(EXTRACT PROVIDED Opens)

# Weird smelling stool



## LuSmith (Jun 11, 2012)

Hey there.

I figured this might be the best place to ask as I'm fearing the worst.

I'm on my forth day of antibiotics (oxytetracycline) and the last couple of days I have noticed my stool smells really strange, a bit metallic?? I'm not sure I can fully place it but it definitely doesn't smell like normal stool. 
The only changes I've made are I started taking a new probiotic a few days ago and the antibiotics of course. 

Is this the medication or is it something like blood? Tbh although it's looser than normal (but not watery) I haven't noticed any red and there's defo no black tarriness. It does look a reddish browny colour but that could be bad lighting. 

My anal area is really sore lately, not sure if it's acidic or if my hemmorhoids are flaring up. 

Any ideas? What does blood in the stool look like normally and would occult blood smell like metal? I'm scared because I've not had this happen before!


----------



## PsychoJane (Jun 11, 2012)

Hello Lu,

I don't exactly know what to tell you since I don't know that antibiotics, I mean, I never took it. I know that lots of them change my stool smell. Usually it smells more or less like antiseptic and, generally speaking, the stool smell is really not as bad as when I don't take antibios. Like, the only remaining smell is the chemical smell from the antibio kinda? I've looked a little on the internet and haven't found anything particularly conclusive related to the exact antibio you are taking but I would try asking my pharmacist about it.  

For what it is of what does blood look like, well, it really depends of where it is coming from. It's usually either black clot if it comes from your upper digestive track and that it has been digest or it can be the brightest red if it comes from colon/rectum. I guess it can take some tint in between. I would not be too sure on that one though.


----------



## LuSmith (Jun 11, 2012)

So what I could be smelling could be the chemical smell? I can say it definitely doesn't smell like stool at all. 

It looks browny mostly, has a reddish tint I guess but nothing standing out. It's definitely not a bright red. It's very mushy but I have no idea how to firm up my stools and haven't had a proper one in 9-10 months.

(EXTRACT PROVIDED Closes)
(LISTED ENTRIES Opens)

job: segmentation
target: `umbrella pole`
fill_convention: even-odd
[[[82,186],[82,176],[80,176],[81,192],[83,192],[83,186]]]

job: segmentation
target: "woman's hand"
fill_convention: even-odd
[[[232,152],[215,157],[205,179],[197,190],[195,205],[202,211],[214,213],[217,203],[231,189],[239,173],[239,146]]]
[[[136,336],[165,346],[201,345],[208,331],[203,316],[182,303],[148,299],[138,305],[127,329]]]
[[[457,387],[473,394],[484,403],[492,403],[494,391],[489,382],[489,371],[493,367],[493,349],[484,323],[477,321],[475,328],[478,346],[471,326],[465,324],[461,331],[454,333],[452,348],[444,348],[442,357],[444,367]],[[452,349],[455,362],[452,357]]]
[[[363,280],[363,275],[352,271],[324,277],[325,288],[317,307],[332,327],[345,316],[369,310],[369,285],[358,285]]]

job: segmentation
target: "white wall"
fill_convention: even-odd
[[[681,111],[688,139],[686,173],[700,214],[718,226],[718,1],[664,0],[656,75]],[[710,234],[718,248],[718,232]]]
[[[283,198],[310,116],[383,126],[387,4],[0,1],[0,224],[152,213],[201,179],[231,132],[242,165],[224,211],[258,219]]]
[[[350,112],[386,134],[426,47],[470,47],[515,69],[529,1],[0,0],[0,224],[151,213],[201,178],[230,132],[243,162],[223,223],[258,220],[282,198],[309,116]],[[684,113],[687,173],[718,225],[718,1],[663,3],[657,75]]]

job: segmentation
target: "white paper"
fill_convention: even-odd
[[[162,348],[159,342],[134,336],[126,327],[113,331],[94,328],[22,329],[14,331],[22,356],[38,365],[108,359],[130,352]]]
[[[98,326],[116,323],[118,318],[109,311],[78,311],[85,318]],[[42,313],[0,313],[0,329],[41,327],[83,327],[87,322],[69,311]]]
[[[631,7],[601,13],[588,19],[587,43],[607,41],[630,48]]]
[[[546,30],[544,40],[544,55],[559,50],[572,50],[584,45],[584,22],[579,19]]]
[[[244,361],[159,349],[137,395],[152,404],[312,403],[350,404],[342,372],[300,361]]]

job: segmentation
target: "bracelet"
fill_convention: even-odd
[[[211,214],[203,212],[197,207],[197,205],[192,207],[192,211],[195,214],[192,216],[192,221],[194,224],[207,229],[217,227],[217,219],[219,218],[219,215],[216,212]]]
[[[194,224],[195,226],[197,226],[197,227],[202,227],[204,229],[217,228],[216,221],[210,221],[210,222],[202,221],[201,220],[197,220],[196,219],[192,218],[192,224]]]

(LISTED ENTRIES Closes)

■ EXERCISE ■
In the forum thread about weird-smelling stool, which antibiotic does LuSmith say they are taking?

■ RESULT OF THE TASK ■
Oxytetracycline.